** Set exercise **
Output the part of the rows below that opens with the line containing "the bride in" and closes with the line containing "column 638, row 595", both lines included, as a JSON list of strings with one string per line. Leave out blank lines.

Location labeling records:

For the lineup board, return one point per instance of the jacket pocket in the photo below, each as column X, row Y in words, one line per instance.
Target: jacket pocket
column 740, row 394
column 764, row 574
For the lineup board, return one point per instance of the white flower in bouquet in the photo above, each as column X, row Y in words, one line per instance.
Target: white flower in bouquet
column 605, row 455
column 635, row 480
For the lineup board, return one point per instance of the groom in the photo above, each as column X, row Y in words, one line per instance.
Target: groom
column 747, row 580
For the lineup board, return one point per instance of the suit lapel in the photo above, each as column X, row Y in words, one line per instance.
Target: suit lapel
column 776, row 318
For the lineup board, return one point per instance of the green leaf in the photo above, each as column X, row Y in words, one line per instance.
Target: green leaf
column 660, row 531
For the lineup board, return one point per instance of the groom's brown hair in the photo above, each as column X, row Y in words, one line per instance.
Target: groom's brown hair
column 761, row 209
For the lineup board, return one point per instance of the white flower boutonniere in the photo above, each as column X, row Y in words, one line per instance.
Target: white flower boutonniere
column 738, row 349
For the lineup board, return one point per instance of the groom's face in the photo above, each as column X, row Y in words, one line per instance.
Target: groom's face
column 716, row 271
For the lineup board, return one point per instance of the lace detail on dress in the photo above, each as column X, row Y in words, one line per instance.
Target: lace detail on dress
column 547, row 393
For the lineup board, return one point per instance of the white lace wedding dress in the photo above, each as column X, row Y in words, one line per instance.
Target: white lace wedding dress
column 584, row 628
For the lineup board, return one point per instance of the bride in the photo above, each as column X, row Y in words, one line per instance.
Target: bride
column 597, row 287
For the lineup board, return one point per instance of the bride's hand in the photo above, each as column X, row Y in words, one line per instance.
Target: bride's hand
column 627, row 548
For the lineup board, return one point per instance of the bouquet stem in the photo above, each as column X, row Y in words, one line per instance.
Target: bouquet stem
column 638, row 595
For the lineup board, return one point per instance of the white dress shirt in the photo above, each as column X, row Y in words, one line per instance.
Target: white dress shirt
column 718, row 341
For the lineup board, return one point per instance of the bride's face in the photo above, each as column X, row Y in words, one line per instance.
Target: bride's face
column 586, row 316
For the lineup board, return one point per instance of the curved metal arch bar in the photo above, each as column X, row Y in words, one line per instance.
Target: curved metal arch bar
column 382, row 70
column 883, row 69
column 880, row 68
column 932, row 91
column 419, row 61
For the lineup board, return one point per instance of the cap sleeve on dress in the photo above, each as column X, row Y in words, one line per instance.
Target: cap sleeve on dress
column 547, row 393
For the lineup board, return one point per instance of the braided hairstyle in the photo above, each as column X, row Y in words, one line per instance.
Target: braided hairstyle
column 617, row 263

** Response for this exercise **
[
  "For the lineup board, return one point per instance of the bride in the photo above, each as column X, row Y in words, one line per instance.",
  "Target: bride",
  "column 597, row 287",
  "For the lineup board, return one point per instance of the bride's hand in the photo above, each as column X, row Y in words, one line per instance.",
  "Target: bride's hand",
  "column 627, row 548",
  "For the lineup board, return one point per instance of the bouquet stem in the photo above, each as column X, row Y in words, one line per instance.",
  "Target: bouquet stem",
  "column 638, row 595"
]